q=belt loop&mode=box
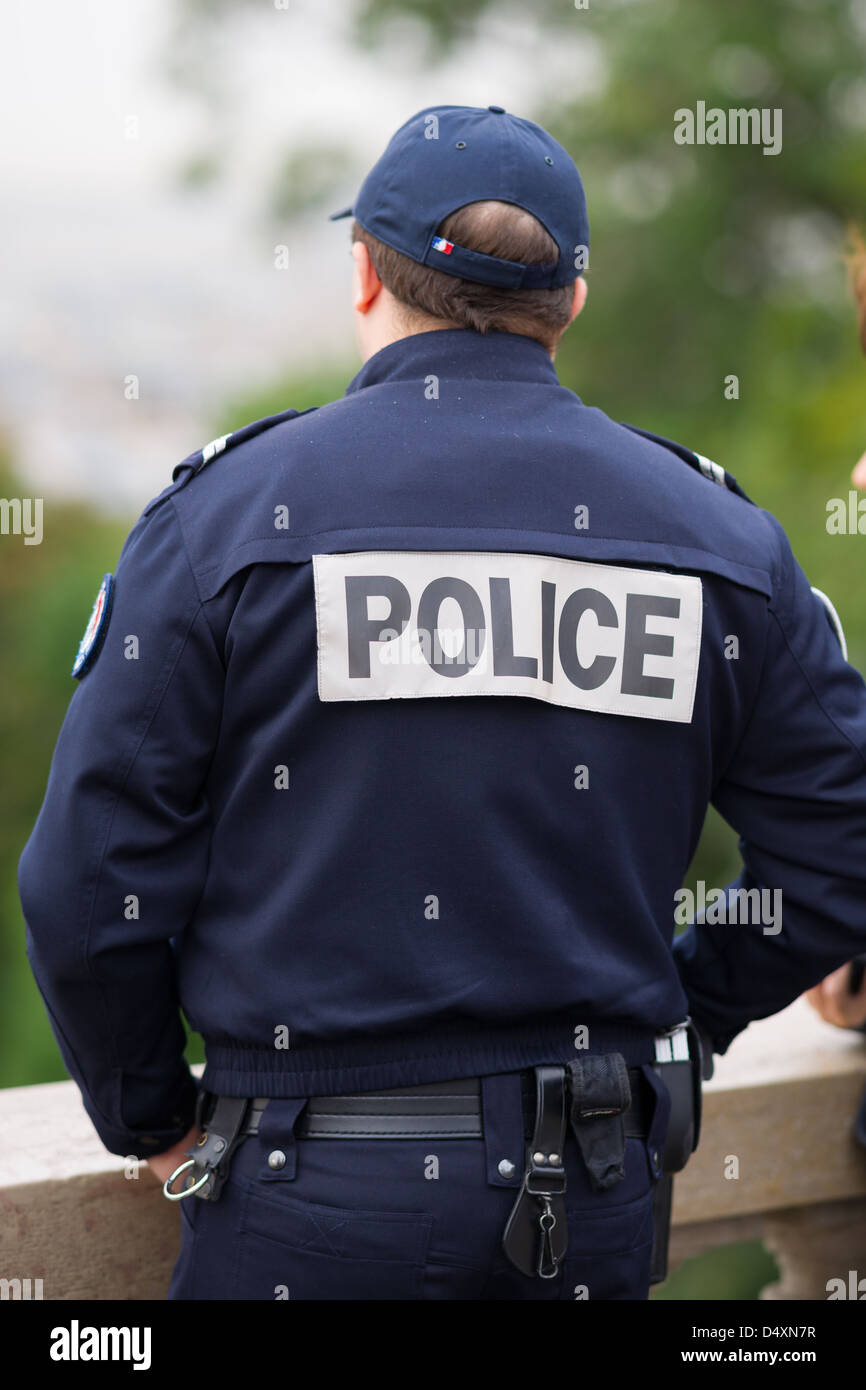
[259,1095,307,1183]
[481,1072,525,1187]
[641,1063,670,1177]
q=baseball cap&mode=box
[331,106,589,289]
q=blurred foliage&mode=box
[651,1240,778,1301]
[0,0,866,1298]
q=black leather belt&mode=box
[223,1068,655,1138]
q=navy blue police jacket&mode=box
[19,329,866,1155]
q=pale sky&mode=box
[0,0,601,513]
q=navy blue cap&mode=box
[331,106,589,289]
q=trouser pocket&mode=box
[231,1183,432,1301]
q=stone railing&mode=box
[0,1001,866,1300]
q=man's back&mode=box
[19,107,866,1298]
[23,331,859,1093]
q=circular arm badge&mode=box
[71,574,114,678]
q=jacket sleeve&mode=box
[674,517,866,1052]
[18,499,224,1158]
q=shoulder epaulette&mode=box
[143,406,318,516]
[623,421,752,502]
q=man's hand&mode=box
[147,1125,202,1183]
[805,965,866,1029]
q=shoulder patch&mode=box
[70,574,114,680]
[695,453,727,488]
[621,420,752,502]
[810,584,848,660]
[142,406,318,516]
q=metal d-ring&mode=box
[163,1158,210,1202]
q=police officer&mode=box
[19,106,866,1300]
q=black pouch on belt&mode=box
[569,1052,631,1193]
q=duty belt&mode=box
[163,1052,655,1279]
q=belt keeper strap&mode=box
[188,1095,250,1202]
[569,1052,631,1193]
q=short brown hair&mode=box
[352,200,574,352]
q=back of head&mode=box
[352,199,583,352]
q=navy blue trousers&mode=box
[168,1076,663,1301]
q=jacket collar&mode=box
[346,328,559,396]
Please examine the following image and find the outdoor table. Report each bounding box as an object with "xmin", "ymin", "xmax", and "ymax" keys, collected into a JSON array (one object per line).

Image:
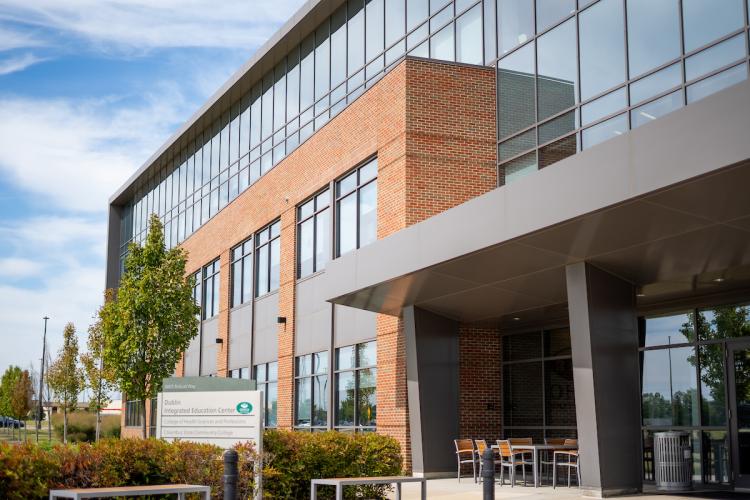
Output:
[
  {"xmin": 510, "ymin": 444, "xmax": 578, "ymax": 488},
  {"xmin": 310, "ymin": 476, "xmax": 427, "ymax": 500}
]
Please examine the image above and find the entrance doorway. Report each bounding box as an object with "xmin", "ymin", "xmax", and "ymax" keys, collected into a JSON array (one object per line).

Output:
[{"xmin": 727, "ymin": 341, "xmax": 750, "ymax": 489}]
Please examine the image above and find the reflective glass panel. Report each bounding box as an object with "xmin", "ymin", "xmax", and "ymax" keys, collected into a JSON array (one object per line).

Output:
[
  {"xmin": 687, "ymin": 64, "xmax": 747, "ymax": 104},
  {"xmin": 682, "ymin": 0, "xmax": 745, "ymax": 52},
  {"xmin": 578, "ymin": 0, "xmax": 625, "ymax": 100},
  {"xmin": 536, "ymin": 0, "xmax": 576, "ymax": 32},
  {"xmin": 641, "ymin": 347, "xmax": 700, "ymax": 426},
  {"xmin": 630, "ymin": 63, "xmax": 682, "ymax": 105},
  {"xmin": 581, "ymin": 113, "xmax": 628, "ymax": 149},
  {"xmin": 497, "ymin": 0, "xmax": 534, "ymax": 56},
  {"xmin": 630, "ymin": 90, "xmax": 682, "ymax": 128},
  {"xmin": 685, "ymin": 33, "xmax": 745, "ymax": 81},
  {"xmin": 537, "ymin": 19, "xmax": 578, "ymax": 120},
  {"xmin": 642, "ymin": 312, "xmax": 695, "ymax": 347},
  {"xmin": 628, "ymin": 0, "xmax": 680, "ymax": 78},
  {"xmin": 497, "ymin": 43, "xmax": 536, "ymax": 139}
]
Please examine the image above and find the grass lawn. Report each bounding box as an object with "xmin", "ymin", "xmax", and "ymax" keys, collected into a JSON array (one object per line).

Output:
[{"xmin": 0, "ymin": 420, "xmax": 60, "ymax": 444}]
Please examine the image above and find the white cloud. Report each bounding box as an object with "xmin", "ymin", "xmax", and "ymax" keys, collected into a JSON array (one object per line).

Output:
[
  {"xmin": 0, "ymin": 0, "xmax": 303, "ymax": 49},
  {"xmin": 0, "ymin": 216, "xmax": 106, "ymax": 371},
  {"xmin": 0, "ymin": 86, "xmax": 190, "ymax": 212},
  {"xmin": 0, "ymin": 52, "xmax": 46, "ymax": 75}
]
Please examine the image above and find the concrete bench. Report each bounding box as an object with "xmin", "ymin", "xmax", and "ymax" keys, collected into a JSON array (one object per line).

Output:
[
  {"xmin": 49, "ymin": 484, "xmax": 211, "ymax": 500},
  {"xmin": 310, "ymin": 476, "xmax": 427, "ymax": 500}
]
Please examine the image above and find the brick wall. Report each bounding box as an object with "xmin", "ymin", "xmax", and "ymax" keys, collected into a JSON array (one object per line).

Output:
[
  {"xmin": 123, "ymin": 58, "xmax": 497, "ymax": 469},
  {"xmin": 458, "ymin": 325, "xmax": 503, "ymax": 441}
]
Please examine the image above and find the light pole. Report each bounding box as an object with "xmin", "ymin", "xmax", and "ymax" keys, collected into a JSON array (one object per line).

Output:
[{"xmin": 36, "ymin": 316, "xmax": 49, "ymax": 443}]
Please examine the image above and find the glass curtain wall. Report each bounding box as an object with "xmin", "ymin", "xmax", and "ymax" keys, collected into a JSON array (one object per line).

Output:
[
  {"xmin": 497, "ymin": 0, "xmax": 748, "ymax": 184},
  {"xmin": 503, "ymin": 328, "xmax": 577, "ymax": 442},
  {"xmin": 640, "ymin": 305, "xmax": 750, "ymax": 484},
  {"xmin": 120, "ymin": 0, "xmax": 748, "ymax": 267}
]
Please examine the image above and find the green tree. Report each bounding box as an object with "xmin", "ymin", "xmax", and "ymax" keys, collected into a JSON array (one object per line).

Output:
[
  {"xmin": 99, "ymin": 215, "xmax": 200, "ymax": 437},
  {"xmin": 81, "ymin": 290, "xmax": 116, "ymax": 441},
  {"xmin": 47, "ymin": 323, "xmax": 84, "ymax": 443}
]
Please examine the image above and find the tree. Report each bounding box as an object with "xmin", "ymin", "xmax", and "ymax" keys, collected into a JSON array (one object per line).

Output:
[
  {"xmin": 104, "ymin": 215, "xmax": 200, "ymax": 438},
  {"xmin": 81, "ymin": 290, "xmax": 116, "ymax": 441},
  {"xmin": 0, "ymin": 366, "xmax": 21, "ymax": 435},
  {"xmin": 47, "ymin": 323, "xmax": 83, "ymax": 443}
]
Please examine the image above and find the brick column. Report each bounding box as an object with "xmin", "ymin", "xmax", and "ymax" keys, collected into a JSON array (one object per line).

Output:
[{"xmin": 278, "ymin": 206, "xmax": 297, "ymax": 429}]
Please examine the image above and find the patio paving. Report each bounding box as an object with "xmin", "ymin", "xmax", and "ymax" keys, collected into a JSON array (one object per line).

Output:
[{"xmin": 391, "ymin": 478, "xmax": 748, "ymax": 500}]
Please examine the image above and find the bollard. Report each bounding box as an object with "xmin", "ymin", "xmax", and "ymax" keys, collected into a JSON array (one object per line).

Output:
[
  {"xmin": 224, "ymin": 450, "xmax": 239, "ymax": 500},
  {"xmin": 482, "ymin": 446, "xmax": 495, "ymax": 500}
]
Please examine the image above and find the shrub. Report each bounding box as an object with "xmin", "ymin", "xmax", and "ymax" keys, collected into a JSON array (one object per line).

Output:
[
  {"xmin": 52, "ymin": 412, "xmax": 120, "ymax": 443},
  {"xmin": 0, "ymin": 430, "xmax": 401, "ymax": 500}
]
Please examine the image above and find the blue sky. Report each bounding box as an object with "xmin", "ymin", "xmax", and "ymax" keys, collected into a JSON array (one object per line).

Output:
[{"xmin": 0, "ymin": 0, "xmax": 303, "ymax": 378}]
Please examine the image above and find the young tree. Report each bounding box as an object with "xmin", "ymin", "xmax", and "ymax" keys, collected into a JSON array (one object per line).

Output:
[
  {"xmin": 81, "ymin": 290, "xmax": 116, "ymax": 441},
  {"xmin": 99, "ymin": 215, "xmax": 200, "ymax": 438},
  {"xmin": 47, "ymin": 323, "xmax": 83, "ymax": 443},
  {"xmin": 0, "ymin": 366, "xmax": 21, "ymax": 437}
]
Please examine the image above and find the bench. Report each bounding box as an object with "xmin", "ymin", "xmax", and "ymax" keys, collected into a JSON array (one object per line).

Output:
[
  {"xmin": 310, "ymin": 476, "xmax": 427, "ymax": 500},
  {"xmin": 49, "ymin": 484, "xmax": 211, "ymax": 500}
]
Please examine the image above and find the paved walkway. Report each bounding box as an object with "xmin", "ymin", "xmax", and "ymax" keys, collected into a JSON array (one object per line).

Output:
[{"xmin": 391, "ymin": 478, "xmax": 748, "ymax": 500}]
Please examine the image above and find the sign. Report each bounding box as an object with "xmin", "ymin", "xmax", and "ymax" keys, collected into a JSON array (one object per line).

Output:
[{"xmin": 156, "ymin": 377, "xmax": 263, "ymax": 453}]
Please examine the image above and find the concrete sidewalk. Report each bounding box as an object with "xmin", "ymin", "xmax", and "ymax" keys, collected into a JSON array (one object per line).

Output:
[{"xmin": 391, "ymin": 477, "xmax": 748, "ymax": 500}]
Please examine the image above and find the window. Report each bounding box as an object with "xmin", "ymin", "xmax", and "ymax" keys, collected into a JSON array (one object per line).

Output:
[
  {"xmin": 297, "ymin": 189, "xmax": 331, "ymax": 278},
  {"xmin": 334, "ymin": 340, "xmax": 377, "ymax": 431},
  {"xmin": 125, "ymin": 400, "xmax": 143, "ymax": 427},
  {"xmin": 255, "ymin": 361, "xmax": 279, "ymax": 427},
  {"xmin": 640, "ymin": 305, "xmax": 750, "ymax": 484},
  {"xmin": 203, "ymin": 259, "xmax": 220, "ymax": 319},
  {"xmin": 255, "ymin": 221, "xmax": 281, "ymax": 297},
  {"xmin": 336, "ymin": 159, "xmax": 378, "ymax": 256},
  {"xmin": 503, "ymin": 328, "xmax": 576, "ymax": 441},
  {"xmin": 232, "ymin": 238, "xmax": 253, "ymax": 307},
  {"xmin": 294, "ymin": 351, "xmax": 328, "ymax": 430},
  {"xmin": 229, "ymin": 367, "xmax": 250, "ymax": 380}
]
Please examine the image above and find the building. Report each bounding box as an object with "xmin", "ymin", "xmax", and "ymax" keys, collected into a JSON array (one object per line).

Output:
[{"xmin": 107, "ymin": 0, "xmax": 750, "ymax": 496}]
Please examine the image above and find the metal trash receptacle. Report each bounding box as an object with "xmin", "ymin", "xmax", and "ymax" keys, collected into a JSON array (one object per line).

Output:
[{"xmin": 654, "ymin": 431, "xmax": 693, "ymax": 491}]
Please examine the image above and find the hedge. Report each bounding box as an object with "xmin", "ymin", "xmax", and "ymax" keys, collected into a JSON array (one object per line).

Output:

STATED EXERCISE: Quote exactly what appears from the line containing "Please examine the image above and find the metal" through the final line of the listing above, including both of those lines.

RESULT FOR THIS EXERCISE:
Please examine the image above and find the metal trash receptacle. Report each bounding box as an object with "xmin", "ymin", "xmax", and "ymax" keys, collected into a JSON array (one object per line).

Output:
[{"xmin": 654, "ymin": 431, "xmax": 693, "ymax": 491}]
Please examine the image above and find the hedge. Report each bounding box as an object with "xmin", "ymin", "xmax", and "ymax" keys, collected into a JSON array (one object per line).

Output:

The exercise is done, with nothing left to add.